# Record list:
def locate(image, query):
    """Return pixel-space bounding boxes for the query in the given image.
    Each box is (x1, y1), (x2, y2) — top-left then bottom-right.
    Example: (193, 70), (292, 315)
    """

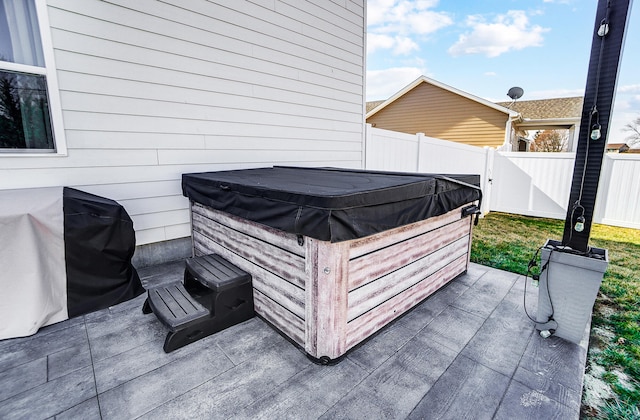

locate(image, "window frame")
(0, 0), (67, 158)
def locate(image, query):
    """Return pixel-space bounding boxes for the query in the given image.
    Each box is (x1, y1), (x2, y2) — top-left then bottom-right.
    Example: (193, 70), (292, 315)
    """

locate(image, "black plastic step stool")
(142, 254), (255, 353)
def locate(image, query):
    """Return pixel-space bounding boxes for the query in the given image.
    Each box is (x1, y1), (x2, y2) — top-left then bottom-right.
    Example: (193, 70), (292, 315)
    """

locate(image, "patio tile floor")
(0, 263), (587, 419)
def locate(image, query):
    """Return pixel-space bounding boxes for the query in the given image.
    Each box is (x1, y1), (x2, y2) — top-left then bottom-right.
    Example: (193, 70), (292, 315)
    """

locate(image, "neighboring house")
(498, 96), (584, 151)
(366, 76), (519, 150)
(0, 0), (366, 262)
(605, 143), (633, 153)
(366, 76), (583, 152)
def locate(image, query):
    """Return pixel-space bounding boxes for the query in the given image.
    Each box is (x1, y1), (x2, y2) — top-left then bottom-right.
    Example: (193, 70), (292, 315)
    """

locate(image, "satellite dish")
(507, 86), (524, 101)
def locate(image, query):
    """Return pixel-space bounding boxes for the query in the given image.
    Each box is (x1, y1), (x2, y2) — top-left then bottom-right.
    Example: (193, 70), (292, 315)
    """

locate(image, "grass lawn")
(471, 213), (640, 419)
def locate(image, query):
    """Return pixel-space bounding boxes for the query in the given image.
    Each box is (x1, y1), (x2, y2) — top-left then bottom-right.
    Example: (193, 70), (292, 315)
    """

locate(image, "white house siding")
(0, 0), (365, 245)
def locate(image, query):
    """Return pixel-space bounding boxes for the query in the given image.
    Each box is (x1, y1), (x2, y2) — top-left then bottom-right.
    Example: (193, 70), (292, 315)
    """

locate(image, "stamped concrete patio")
(0, 263), (586, 419)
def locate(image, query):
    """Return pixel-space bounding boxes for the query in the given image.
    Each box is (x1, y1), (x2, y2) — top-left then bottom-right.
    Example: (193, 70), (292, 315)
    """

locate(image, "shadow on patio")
(0, 262), (587, 419)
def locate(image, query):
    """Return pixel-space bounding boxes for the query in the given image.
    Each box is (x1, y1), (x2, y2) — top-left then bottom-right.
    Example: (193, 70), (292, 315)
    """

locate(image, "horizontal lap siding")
(0, 0), (364, 245)
(367, 82), (509, 147)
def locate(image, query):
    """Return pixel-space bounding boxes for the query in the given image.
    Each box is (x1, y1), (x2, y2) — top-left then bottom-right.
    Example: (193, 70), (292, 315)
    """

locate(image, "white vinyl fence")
(365, 125), (640, 229)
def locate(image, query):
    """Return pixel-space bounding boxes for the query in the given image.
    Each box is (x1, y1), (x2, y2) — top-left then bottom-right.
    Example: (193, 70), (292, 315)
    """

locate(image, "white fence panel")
(366, 125), (640, 229)
(365, 124), (419, 172)
(594, 154), (640, 229)
(490, 152), (575, 219)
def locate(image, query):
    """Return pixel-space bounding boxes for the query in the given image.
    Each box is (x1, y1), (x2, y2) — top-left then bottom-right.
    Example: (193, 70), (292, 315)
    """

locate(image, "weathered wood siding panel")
(192, 204), (306, 347)
(0, 0), (365, 244)
(346, 255), (467, 349)
(367, 83), (508, 147)
(192, 199), (472, 359)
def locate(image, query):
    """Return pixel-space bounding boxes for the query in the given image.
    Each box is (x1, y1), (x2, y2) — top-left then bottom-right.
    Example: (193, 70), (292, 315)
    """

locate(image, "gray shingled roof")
(367, 101), (384, 113)
(496, 96), (584, 120)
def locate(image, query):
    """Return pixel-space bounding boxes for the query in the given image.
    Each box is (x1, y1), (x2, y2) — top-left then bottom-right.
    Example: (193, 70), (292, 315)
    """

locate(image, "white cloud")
(449, 10), (549, 57)
(617, 84), (640, 93)
(367, 67), (424, 101)
(367, 0), (453, 55)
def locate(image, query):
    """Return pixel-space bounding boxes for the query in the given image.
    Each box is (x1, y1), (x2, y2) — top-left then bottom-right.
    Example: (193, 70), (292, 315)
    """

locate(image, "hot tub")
(182, 167), (481, 362)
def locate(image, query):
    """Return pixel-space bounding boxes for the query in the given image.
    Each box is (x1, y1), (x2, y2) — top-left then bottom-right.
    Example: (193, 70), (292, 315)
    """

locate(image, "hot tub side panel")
(306, 208), (471, 359)
(191, 203), (306, 347)
(192, 203), (472, 359)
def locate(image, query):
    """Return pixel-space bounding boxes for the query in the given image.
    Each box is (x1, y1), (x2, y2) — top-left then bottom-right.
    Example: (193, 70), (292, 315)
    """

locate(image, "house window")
(0, 0), (61, 154)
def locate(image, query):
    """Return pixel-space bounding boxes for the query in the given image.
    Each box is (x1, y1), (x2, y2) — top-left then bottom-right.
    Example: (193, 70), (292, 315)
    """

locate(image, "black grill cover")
(63, 187), (144, 318)
(182, 167), (482, 242)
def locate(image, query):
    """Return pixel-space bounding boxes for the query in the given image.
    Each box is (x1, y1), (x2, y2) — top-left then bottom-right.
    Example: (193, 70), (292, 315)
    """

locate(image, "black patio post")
(562, 0), (637, 252)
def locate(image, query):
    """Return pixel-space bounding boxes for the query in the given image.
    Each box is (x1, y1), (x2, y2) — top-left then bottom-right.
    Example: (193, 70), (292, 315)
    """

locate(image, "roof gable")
(366, 76), (518, 118)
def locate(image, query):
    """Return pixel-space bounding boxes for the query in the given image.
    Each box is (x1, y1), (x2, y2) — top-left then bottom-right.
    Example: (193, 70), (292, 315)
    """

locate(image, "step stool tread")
(148, 282), (209, 330)
(186, 254), (251, 291)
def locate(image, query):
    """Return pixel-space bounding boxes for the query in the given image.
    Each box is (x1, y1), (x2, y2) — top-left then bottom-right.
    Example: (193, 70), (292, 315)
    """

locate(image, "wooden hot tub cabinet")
(191, 201), (472, 362)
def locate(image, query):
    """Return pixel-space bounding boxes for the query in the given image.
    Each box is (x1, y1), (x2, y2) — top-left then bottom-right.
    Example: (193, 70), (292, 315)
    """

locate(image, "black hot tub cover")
(182, 166), (482, 242)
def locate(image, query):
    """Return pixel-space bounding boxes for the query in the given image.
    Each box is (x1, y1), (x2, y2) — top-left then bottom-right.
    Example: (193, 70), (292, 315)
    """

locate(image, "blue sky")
(367, 0), (640, 143)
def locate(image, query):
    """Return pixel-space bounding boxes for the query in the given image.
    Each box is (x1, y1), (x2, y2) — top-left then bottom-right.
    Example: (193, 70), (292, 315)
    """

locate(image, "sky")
(367, 0), (640, 147)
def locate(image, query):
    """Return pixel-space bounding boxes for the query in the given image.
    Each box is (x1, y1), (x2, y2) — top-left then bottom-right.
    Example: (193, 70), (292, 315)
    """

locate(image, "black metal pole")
(562, 0), (632, 252)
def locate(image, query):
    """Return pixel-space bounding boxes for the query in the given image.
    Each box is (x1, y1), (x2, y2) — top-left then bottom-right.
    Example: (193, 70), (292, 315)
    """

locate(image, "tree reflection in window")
(0, 71), (54, 150)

# Objective:
Output every line of the material above as a numbered list, leaving out blank lines and the pictures.

# Solved exercise:
1. def locate(image, query):
2.     """Return pixel-space bounding boxes for the query in the given image.
3.     Each box is (x1, y1), (x2, y2) — top-left then bottom-right.
4.     Example: (193, 70), (292, 315)
5.     """
6. locate(image, "window frame")
7. (0, 0), (67, 158)
8. def locate(image, query):
9.     """Return pixel-space bounding boxes for the query in the given image.
10.     Each box is (x1, y1), (x2, y2) — top-left then bottom-right.
11.     Example: (193, 70), (292, 315)
12.     """
13. locate(image, "black plastic step stool")
14. (142, 254), (255, 353)
15. def locate(image, query):
16.     """Return pixel-space bounding boxes for the query in the given image.
17.     Each box is (x1, y1), (x2, y2) — top-left then bottom-right.
18.     Example: (193, 70), (292, 315)
19.     """
20. locate(image, "patio tile floor")
21. (0, 263), (587, 419)
22. def locate(image, query):
23.     """Return pixel-space bounding boxes for the query in the given image.
24.     Each box is (x1, y1), (x2, y2) — top-left then bottom-right.
25.     Example: (193, 70), (292, 315)
26.     """
27. locate(image, "neighboring house")
28. (498, 96), (584, 151)
29. (366, 76), (519, 150)
30. (0, 0), (366, 262)
31. (605, 143), (633, 153)
32. (366, 76), (583, 152)
33. def locate(image, query):
34.     """Return pixel-space bounding boxes for the query in the given image.
35.     Each box is (x1, y1), (x2, y2) — top-left then bottom-right.
36.     Example: (193, 70), (292, 315)
37.     """
38. locate(image, "satellite dish")
39. (507, 86), (524, 101)
40. def locate(image, query):
41.     """Return pixel-space bounding boxes for the query in the given image.
42.     Each box is (x1, y1), (x2, y2) — top-left then bottom-right.
43.     Example: (193, 70), (292, 315)
44.     """
45. locate(image, "grass lawn")
46. (471, 213), (640, 419)
47. def locate(image, query):
48.     """Return pixel-space bounding boxes for the query in the given image.
49.     Each box is (x1, y1), (x2, y2) — top-left then bottom-right.
50.     Example: (193, 70), (292, 315)
51.     """
52. locate(image, "white house siding")
53. (0, 0), (365, 245)
54. def locate(image, query):
55.     """Return pixel-space bounding boxes for the query in the given image.
56.     Each box is (x1, y1), (x2, y2) — top-left then bottom-right.
57.     Example: (193, 70), (292, 315)
58.     """
59. locate(image, "stamped concrete patio")
60. (0, 263), (586, 419)
61. def locate(image, query):
62.     """Return pixel-space bounding boxes for the query in the given image.
63.     Each box is (x1, y1), (x2, y2) — top-left then bottom-right.
64.     Example: (193, 70), (292, 315)
65.     """
66. locate(image, "shadow on patio")
67. (0, 262), (587, 419)
68. def locate(image, query):
69.     """Return pixel-space bounding boxes for the query in the given image.
70.     Each box is (x1, y1), (x2, y2) — top-left then bottom-right.
71.     Example: (193, 70), (292, 315)
72.     """
73. locate(image, "horizontal lap siding")
74. (0, 0), (364, 245)
75. (367, 82), (509, 147)
76. def locate(image, query):
77.     """Return pixel-space bounding boxes for the query in the given image.
78.     Each box is (x1, y1), (x2, y2) — top-left then bottom-right.
79.     Example: (193, 70), (292, 315)
80.     """
81. locate(image, "white vinyl fence")
82. (365, 125), (640, 229)
83. def locate(image, query):
84.     """Return pixel-space bounding boxes for the query in the given image.
85.     Each box is (x1, y1), (x2, y2) — top-left then bottom-right.
86.     Example: (193, 70), (292, 315)
87.     """
88. locate(image, "white fence panel")
89. (366, 125), (640, 229)
90. (365, 124), (419, 172)
91. (594, 154), (640, 229)
92. (490, 152), (575, 219)
93. def locate(image, query):
94.     """Return pixel-space bounding boxes for the query in the given image.
95.     Each box is (x1, y1), (x2, y2) — top-left then bottom-right.
96.     Example: (193, 70), (292, 315)
97.     """
98. locate(image, "weathered wood siding panel")
99. (192, 204), (306, 347)
100. (0, 0), (365, 244)
101. (346, 255), (467, 349)
102. (367, 83), (508, 147)
103. (192, 199), (472, 359)
104. def locate(image, query):
105.     """Return pixel-space bounding boxes for the query in the given image.
106.     Each box is (x1, y1), (x2, y2) — top-left then bottom-right.
107.     Example: (193, 70), (292, 315)
108.     """
109. locate(image, "gray shingled roof")
110. (367, 101), (384, 113)
111. (496, 96), (584, 120)
112. def locate(image, query):
113.     """Return pixel-space bounding boxes for the query in the given image.
114.     Each box is (x1, y1), (x2, y2) — top-left then bottom-right.
115.     Example: (193, 70), (292, 315)
116.     """
117. locate(image, "white cloud")
118. (449, 10), (549, 57)
119. (617, 84), (640, 93)
120. (367, 67), (424, 101)
121. (367, 0), (453, 55)
122. def locate(image, query):
123.     """Return pixel-space bounding boxes for the query in the given image.
124.     Each box is (x1, y1), (x2, y2) — top-left then bottom-right.
125.     Example: (193, 70), (292, 315)
126.     """
127. locate(image, "hot tub")
128. (182, 167), (481, 362)
129. def locate(image, query):
130.     """Return pixel-space bounding boxes for the query in the given image.
131.     Each box is (x1, y1), (x2, y2) — top-left then bottom-right.
132.     Example: (193, 70), (292, 315)
133.     """
134. locate(image, "hot tub side panel")
135. (306, 208), (471, 359)
136. (191, 203), (306, 347)
137. (192, 203), (472, 359)
138. def locate(image, query):
139.     """Return pixel-space bounding boxes for the query in the given image.
140.     Each box is (x1, y1), (x2, y2) — top-left then bottom-right.
141.     Example: (193, 70), (292, 315)
142.     """
143. locate(image, "house window")
144. (0, 0), (61, 154)
145. def locate(image, query):
146.     """Return pixel-space bounding boxes for the query in the given image.
147.     Each box is (x1, y1), (x2, y2) — top-left then bottom-right.
148.     Example: (193, 70), (292, 315)
149.     """
150. locate(image, "black grill cover")
151. (63, 187), (144, 318)
152. (182, 167), (482, 242)
153. def locate(image, query):
154.     """Return pixel-space bounding boxes for the query in the given image.
155.     Each box is (x1, y1), (x2, y2) — top-left then bottom-right.
156.     Example: (193, 70), (292, 315)
157.     """
158. locate(image, "black patio post")
159. (562, 0), (637, 252)
160. def locate(image, query):
161.     """Return pixel-space bounding boxes for the query in the given image.
162.     Each box is (x1, y1), (x2, y2) — top-left then bottom-right.
163.     Example: (193, 70), (292, 315)
164.     """
165. locate(image, "roof gable")
166. (366, 76), (518, 118)
167. def locate(image, query):
168.     """Return pixel-space bounding boxes for the query in the given image.
169.     Each box is (x1, y1), (x2, y2) — top-left then bottom-right.
170.     Example: (193, 70), (292, 315)
171.     """
172. locate(image, "step stool tread")
173. (148, 282), (209, 330)
174. (186, 254), (251, 291)
175. def locate(image, query):
176.     """Return pixel-space bounding boxes for the query in the given image.
177.     Each box is (x1, y1), (x2, y2) — top-left then bottom-right.
178.     Example: (193, 70), (292, 315)
179.     """
180. locate(image, "wooden hot tub cabinet")
181. (191, 201), (472, 362)
182. def locate(image, query):
183.     """Return pixel-space bounding boxes for the query in the given image.
184.     Each box is (x1, y1), (x2, y2) — top-left then bottom-right.
185.     Example: (193, 70), (292, 315)
186.     """
187. locate(image, "black hot tub cover")
188. (182, 166), (482, 242)
189. def locate(image, query):
190.     """Return pixel-space bounding boxes for the query in the given image.
191.     Each box is (x1, y1), (x2, y2) — top-left then bottom-right.
192.     Example: (193, 70), (292, 315)
193.     """
194. locate(image, "blue sky")
195. (367, 0), (640, 143)
196. def locate(image, query):
197.     """Return pixel-space bounding boxes for the query in the given image.
198.     Each box is (x1, y1), (x2, y2) — top-left then bottom-right.
199.     Example: (193, 70), (292, 315)
200.     """
201. locate(image, "sky")
202. (367, 0), (640, 147)
203. def locate(image, query):
204.     """Return pixel-space bounding boxes for the query in the given image.
205.     Each box is (x1, y1), (x2, y2) — top-left then bottom-right.
206.     Example: (193, 70), (292, 315)
207.     """
208. locate(image, "black metal pole")
209. (562, 0), (632, 252)
210. def locate(image, query):
211.     """Return pixel-space bounding boxes for the query in the given image.
212.     Each box is (x1, y1), (x2, y2) — top-left then bottom-right.
213.     Example: (193, 70), (292, 315)
214.     """
215. locate(image, "tree reflection in window")
216. (0, 71), (54, 150)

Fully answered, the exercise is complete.